TUGAS DIKERJAKAN:
Tuliskan ulang seluruh teks tentang sampah di kantin tanpa mengubah satu kata atau tanda baca pun.

“Ihh, kantin kita kotor ya,
sampah dimana-mana...gak ada yang ngerti kalimat tong sampah kali ya?”, Ujar
salah satu siswi
“Eh, gimana kalau kita ambilin
aja sampah yang ada, yang dekat kita aja, gak usah yang jauh-jauh” temannya berpendapat
Sontak satu meja
mentertawakannya.
Mereka memberikan komentar
bersahutan, “ Ah sok alim luh”, “ Eh jeng, udah ada petugasnya, ngapain
repot-repot?!”, “ Sana kalau kamu mau, aku sih ogah”. Lalu satu anak
mengomandoi sambil mengarahkan lainnya untuk menunjuk pada salah satu siswi yang
memberikan ide tersebut “1..2..3..” Yaaa”
Siswi itu menjawab “Aku kan cuma
memberikan ide, daripada kalian pada complaint
sampah terus setiap hari!, kedut-kedut kupingku tahu!”
Dan serangkaian kalimat lainnya
ketika saya sedang bersama mereka.

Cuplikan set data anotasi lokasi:
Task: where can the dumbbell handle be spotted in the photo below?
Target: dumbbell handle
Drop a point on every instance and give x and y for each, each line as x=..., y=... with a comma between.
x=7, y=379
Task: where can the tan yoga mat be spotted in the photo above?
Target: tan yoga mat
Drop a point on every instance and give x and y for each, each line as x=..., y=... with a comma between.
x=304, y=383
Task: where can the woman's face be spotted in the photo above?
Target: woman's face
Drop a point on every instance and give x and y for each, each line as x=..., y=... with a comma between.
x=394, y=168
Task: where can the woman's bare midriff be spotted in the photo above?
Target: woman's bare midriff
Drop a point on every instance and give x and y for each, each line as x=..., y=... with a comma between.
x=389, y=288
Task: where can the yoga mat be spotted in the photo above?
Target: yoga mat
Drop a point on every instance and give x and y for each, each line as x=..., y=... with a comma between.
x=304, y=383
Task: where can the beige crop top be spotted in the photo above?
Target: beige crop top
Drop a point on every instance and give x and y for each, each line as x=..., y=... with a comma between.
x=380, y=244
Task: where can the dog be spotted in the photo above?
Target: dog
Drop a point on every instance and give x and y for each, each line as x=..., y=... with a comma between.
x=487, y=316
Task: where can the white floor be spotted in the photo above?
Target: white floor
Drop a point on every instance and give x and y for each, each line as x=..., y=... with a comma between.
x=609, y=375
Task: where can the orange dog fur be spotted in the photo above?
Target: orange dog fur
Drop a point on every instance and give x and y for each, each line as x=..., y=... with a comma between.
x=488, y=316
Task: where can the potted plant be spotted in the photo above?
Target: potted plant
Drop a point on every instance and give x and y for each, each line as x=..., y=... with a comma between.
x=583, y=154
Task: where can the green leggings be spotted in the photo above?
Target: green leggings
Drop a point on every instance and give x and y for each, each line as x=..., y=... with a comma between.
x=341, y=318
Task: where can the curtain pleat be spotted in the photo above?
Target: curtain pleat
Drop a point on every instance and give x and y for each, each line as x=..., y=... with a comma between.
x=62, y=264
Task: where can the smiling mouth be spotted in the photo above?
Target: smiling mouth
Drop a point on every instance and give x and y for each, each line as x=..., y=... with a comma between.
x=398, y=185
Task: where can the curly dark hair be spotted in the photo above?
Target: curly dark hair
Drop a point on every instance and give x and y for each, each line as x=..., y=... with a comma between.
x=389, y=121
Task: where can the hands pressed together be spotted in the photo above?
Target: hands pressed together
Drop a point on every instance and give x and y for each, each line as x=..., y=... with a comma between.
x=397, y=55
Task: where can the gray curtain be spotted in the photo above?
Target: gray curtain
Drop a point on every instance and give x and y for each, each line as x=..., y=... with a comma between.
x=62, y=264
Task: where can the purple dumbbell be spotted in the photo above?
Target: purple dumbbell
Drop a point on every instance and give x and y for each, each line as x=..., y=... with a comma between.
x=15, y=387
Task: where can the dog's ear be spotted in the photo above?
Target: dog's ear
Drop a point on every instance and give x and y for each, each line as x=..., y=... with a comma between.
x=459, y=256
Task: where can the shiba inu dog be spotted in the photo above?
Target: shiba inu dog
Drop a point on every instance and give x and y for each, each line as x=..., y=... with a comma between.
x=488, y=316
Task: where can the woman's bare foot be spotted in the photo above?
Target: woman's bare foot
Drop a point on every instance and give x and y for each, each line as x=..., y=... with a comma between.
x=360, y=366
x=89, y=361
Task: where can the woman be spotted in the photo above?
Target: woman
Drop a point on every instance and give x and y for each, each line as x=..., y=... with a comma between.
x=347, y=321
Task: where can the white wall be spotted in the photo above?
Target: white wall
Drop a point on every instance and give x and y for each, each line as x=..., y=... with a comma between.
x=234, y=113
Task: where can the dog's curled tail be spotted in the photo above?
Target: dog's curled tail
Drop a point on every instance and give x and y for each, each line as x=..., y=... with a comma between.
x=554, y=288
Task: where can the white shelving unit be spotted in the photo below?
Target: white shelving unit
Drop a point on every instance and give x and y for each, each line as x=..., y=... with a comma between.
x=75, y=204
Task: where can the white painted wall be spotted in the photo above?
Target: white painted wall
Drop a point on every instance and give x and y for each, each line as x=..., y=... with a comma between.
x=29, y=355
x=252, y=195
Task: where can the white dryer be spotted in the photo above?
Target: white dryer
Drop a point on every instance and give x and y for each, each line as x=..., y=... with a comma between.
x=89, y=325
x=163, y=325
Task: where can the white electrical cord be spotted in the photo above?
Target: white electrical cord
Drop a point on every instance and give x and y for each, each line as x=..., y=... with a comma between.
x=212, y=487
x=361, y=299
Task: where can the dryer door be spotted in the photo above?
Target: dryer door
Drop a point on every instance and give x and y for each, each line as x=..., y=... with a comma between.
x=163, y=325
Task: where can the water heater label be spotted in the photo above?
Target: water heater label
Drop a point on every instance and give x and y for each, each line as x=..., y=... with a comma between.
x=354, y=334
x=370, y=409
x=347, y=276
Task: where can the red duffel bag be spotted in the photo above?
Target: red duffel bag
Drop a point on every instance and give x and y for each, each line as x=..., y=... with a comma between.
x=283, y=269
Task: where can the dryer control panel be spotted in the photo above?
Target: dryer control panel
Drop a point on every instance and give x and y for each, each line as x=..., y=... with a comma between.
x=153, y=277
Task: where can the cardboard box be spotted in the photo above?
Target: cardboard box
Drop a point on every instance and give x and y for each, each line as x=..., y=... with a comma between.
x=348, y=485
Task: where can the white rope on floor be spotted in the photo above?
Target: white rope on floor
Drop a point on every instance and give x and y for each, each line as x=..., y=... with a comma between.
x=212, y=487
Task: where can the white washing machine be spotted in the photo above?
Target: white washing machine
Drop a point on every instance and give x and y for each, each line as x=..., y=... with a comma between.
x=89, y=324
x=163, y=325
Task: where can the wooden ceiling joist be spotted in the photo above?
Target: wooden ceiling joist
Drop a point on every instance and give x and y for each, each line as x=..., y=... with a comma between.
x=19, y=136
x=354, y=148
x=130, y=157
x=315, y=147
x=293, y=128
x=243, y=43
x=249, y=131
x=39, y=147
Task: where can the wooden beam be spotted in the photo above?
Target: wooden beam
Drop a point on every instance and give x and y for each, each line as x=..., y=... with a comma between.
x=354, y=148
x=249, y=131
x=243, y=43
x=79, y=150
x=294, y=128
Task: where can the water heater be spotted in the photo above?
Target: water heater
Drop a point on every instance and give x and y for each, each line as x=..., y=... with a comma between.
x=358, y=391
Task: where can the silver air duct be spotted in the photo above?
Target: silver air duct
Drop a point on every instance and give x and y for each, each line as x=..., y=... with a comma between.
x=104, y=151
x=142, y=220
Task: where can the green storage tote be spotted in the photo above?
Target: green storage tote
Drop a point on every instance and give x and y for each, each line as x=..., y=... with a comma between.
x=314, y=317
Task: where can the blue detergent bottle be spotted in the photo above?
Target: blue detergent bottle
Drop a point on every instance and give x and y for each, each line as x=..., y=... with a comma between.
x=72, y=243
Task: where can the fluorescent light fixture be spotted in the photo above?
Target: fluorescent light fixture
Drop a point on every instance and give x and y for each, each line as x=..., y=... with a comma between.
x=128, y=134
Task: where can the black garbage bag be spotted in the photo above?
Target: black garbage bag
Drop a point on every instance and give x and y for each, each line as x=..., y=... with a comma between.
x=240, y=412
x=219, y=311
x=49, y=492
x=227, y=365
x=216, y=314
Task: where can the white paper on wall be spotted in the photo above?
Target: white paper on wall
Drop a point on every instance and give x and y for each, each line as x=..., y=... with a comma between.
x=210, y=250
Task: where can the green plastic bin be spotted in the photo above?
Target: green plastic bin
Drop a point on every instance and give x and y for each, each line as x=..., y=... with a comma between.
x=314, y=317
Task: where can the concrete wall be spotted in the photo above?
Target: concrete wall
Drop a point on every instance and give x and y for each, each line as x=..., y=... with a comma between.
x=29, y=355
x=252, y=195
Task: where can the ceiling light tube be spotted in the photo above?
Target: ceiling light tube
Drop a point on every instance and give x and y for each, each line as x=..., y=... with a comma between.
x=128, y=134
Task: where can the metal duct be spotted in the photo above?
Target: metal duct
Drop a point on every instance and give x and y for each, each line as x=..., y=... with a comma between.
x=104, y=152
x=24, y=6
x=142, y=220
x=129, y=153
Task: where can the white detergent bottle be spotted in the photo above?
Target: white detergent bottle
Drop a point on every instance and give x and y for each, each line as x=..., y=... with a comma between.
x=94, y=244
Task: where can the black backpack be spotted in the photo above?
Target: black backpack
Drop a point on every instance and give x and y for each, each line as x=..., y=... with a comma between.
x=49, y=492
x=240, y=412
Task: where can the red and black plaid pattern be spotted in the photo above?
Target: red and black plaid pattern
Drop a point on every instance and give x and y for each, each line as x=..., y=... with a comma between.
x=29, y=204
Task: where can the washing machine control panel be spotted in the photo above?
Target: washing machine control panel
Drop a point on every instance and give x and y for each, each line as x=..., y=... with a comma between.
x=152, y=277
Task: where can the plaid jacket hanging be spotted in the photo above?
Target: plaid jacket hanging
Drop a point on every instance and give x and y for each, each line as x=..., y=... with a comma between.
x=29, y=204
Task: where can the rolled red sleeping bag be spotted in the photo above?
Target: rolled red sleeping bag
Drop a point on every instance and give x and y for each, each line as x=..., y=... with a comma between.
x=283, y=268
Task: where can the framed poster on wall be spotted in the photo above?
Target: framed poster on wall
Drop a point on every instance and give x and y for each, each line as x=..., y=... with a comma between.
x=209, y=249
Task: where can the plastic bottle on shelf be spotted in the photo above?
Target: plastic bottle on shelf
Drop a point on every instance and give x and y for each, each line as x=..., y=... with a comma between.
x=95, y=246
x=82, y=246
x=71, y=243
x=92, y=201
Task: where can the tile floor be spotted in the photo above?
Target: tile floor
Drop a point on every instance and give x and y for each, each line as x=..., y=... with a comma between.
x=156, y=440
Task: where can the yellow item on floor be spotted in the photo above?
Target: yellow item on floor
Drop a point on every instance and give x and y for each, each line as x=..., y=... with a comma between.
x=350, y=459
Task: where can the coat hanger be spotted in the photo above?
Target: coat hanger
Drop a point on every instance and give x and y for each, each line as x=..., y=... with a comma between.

PENYELESAIAN SOAL:
“Ihh, kantin kita kotor ya,
sampah dimana-mana...gak ada yang ngerti kalimat tong sampah kali ya?”, Ujar
salah satu siswi
“Eh, gimana kalau kita ambilin
aja sampah yang ada, yang dekat kita aja, gak usah yang jauh-jauh” temannya berpendapat
Sontak satu meja
mentertawakannya.
Mereka memberikan komentar
bersahutan, “ Ah sok alim luh”, “ Eh jeng, udah ada petugasnya, ngapain
repot-repot?!”, “ Sana kalau kamu mau, aku sih ogah”. Lalu satu anak
mengomandoi sambil mengarahkan lainnya untuk menunjuk pada salah satu siswi yang
memberikan ide tersebut “1..2..3..” Yaaa”
Siswi itu menjawab “Aku kan cuma
memberikan ide, daripada kalian pada complaint
sampah terus setiap hari!, kedut-kedut kupingku tahu!”
Dan serangkaian kalimat lainnya
ketika saya sedang bersama mereka.